** Your goal **
Copy out all of the rows below with "bounding boxes" changed to "box outlines" and everything else kept the same. Leave the pictures out.

(Detection annotation records)
------------------------------------
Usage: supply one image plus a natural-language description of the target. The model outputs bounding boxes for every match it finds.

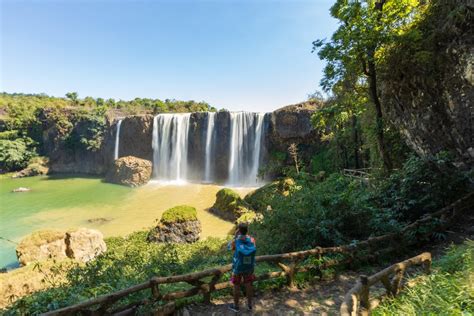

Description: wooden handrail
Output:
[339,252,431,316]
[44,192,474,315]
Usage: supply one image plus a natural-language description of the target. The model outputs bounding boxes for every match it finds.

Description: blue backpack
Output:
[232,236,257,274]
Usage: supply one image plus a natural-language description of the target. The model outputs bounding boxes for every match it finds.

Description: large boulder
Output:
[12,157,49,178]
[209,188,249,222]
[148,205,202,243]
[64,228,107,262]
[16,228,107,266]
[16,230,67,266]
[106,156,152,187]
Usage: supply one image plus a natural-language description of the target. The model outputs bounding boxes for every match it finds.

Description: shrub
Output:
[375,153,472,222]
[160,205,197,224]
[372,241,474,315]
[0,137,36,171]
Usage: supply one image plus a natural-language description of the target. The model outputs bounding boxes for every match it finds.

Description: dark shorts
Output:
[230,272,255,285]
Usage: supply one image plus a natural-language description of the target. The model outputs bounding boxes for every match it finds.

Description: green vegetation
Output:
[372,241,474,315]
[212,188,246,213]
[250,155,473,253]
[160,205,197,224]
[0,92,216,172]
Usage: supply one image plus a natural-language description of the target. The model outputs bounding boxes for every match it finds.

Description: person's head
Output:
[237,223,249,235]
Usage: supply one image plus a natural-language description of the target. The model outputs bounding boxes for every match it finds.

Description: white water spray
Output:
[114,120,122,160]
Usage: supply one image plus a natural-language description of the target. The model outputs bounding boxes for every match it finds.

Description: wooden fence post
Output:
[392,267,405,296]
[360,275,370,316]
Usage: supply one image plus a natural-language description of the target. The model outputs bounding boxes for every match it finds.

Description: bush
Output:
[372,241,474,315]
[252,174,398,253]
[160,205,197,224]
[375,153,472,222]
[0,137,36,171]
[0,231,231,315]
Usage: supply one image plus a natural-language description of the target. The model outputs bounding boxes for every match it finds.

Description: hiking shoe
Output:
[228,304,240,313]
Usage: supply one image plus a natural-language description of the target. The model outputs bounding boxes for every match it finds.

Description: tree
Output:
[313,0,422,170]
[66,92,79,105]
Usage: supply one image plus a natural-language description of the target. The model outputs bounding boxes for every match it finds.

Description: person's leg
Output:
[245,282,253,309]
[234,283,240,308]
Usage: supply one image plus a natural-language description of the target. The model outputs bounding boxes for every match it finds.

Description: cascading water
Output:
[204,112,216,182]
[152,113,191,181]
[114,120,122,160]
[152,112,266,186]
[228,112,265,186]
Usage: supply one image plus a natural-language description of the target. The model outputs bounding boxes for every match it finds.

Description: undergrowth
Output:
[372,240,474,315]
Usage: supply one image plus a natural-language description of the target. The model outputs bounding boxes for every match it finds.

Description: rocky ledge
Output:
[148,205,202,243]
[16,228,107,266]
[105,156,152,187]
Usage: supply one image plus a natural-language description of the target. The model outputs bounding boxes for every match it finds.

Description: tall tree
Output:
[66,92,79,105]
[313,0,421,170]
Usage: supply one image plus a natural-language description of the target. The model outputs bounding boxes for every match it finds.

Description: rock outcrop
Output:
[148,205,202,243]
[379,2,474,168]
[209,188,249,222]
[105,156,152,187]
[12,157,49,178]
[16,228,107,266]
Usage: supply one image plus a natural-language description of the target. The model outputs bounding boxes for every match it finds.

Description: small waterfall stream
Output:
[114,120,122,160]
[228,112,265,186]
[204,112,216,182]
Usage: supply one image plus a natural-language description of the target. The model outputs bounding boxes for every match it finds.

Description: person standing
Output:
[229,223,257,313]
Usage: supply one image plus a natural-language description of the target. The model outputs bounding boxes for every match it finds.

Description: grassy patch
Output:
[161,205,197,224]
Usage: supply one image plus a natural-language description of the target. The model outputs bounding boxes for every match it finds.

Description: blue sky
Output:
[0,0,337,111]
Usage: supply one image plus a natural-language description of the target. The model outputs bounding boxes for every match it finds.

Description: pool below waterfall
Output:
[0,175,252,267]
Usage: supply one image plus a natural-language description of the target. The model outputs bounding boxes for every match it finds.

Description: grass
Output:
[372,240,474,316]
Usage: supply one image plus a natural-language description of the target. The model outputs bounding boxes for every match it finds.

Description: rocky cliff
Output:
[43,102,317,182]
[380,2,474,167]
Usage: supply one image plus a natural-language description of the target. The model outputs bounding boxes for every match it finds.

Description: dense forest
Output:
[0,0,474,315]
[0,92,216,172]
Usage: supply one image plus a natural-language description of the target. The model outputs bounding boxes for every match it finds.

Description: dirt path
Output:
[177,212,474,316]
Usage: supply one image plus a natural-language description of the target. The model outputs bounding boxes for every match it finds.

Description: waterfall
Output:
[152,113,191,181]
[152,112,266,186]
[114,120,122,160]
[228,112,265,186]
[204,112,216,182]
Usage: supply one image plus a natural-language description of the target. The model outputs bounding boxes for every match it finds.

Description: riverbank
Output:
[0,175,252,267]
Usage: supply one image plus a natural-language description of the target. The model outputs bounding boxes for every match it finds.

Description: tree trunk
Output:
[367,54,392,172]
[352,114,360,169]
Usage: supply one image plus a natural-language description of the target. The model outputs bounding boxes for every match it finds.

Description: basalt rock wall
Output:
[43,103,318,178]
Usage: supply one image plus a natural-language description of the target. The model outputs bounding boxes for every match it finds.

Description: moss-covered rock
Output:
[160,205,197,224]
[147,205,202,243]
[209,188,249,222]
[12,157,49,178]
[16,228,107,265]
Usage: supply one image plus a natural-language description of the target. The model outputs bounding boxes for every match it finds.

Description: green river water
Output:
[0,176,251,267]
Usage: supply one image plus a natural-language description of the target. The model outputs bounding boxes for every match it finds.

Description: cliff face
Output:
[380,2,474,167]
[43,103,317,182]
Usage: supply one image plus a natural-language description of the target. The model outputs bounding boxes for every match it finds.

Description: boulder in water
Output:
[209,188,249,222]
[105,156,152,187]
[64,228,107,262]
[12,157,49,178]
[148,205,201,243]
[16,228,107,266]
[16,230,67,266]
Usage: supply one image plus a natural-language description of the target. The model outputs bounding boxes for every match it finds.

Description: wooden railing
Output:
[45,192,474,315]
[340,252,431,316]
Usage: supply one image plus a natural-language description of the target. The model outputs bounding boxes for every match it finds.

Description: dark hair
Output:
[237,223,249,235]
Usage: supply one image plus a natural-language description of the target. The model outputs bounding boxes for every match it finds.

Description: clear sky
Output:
------------------------------------
** Result for this exercise **
Usage: supply one image plus a natural-language description of the target. The model outputs box outlines for every match it finds.


Description: wooden handrail
Output:
[339,252,431,316]
[44,192,474,315]
Usage: supply one image plus a natural-language description of the target. The model outputs box outlines for every match it finds.

Description: blue backpack
Output:
[232,236,257,274]
Usage: supply one image plus a natural-language description of the target. The model outputs box outlines for every match it finds.

Description: large boulder
Output:
[12,157,49,178]
[209,188,249,222]
[148,205,202,243]
[64,228,107,262]
[16,228,107,266]
[16,230,67,266]
[106,156,152,187]
Usage: supply one image plus a natural-language description of the target. The model outputs box outlines for every match it finds.

Description: shrub
Output:
[375,153,472,222]
[160,205,197,224]
[372,241,474,315]
[0,137,36,171]
Usage: supply one image plus a natural-language description of the target. The model outputs box outlines for every match it finds.

Description: dark shorts
Output:
[230,272,255,285]
Usage: supply one image plus a natural-language description of the target. The model outputs box outlines for every match it finds.

Description: green vegetation
Output:
[372,241,474,315]
[212,188,246,213]
[250,155,473,253]
[160,205,197,224]
[0,92,216,172]
Usage: supply one image plus a natural-language description of the target. The model outputs box outlines for every match it finds.

Description: person's head
Output:
[237,223,249,235]
Usage: supply one image plus a natural-language description of the target. The model outputs box outlines for every match it finds.

Description: white water spray
Output:
[114,120,122,160]
Usage: supply one image plus a natural-language description of the target. The model outputs box outlines for every match it finds.

Description: wooden fence post
Output:
[392,267,405,296]
[360,275,370,316]
Usage: supply one image plus a natural-language description of the target. The model outputs box outlines for every match it finds.

Description: bush
Output:
[372,241,474,315]
[252,174,398,253]
[160,205,197,224]
[375,153,472,222]
[0,137,36,171]
[0,231,231,315]
Usage: supply one image plus a natural-language description of the target. The model outputs box outlines for every match it finds.

Description: hiking shoe
Output:
[228,304,240,313]
Usage: supply one image plus a natural-language description of the target. The model outputs box outlines for every match it finds.

Description: tree
Output:
[313,0,422,170]
[66,92,79,105]
Usage: supply one image plus a natural-language description of the target. The model outputs box outlines for every match it finds.

Description: person's leg
Output:
[245,282,253,309]
[234,283,240,308]
Usage: supply one image plus a natural-language description of the target. The model outputs box outlines for every match it finds.

Description: cascading water
Output:
[204,112,216,182]
[152,113,191,181]
[114,120,122,160]
[152,112,266,186]
[228,112,265,186]
Usage: supply one image plus a natural-language description of the target. The model outputs box outlines for every match it finds.

Description: undergrowth
Output:
[372,240,474,315]
Usage: supply one image plus a natural-language description of the target. The model outputs box outlines for every match it finds.

Description: rocky ledge
Output:
[148,205,202,243]
[16,228,107,266]
[105,156,152,187]
Usage: supply one image plus a natural-language description of the target. The model outputs box outlines for every match it finds.

Description: tall tree
Output:
[66,92,79,105]
[313,0,421,170]
Usage: supply one image plus a natural-language description of the target. The model outputs box outlines for every match it finds.

Description: rock outcrop
Output:
[148,205,202,243]
[379,2,474,168]
[209,188,249,222]
[105,156,152,187]
[12,157,49,178]
[16,228,107,266]
Usage: supply one image plus a natural-language description of the target. The model outputs box outlines for every match it finds.

Description: small waterfall stream
Output:
[114,120,122,160]
[228,112,265,186]
[204,112,216,182]
Usage: supply one image plus a natural-language description of the target. The model outputs box outlines for every match it finds.

Description: person standing
Output:
[229,223,257,313]
Usage: supply one image plus a natural-language description of the target. The model outputs box outlines for every match it finds.

Description: grassy patch
Output:
[161,205,197,224]
Usage: supply one image plus a natural-language description of the target. The model outputs box outlines for every match it finds.

Description: blue sky
Output:
[0,0,337,111]
Usage: supply one image plus a natural-language description of the target. The model outputs box outlines for every match it finds.

Description: pool below waterfall
Output:
[0,175,252,267]
Usage: supply one image plus a natural-language description of the target. The model outputs box outlines for every match it finds.

Description: grass
Output:
[372,240,474,316]
Usage: supply one image plus a natural-language description of the target. The model outputs box outlines for every match it finds.

Description: rocky cliff
Output:
[43,102,317,182]
[380,2,474,167]
Usage: supply one image plus a natural-language description of the target. The model outputs box outlines for every match it finds.

Description: dense forest
Output:
[0,0,474,315]
[0,92,216,172]
Usage: supply one image plus a natural-language description of the target. The model outputs box outlines for every match it finds.

Description: dirt path
Output:
[177,212,474,316]
Usage: supply one image plus a natural-language description of the target. The model outputs box outlines for every match it finds.

Description: waterfall
Output:
[152,113,191,181]
[152,112,266,186]
[114,120,122,160]
[228,112,265,186]
[204,112,216,182]
Usage: supply one image plus a natural-language description of the target. The model outputs box outlines for every match it finds.

Description: riverbank
Output:
[0,175,252,267]
Usage: supply one image plus a natural-language description of the target. The model outputs box outlines for every match it finds.

Description: tree trunk
Output:
[367,54,392,172]
[352,114,360,169]
Usage: supply one image plus a natural-language description of the target. The model outputs box outlines for every match it finds.

Description: basalt rock wall
Output:
[43,103,318,178]
Usage: supply one image plus a natural-language description of the target. The model outputs box outlines for every match it finds.

Description: moss-covered rock
Output:
[160,205,197,224]
[147,205,202,243]
[209,188,249,222]
[12,157,49,178]
[16,228,107,265]
Usage: supply one image plus a natural-language description of the target. The model outputs box outlines for every match it finds.

Description: green river water
Output:
[0,176,251,267]
Usage: supply one image plus a natural-language description of the target. The model outputs box outlines for every match it finds.

Description: cliff face
Output:
[380,2,474,167]
[43,103,317,182]
Usage: supply one image plus a natural-language description of the target. The model outputs box outlines for every match it finds.

Description: boulder in water
Output:
[209,188,249,222]
[105,156,152,187]
[64,228,107,262]
[12,157,49,178]
[148,205,201,243]
[16,228,107,266]
[16,230,67,266]
Usage: supply one image plus a natural-language description of the target. The model outputs box outlines for every match it finds.

Description: wooden railing
Output:
[45,192,474,315]
[340,252,431,316]
Usage: supply one image plus a natural-language description of the target. The model outputs box outlines for every match it finds.

Description: dark hair
Output:
[237,223,249,235]
Usage: supply one image plus a natural-language description of the target. The model outputs box outlines for every match it finds.

Description: clear sky
Output:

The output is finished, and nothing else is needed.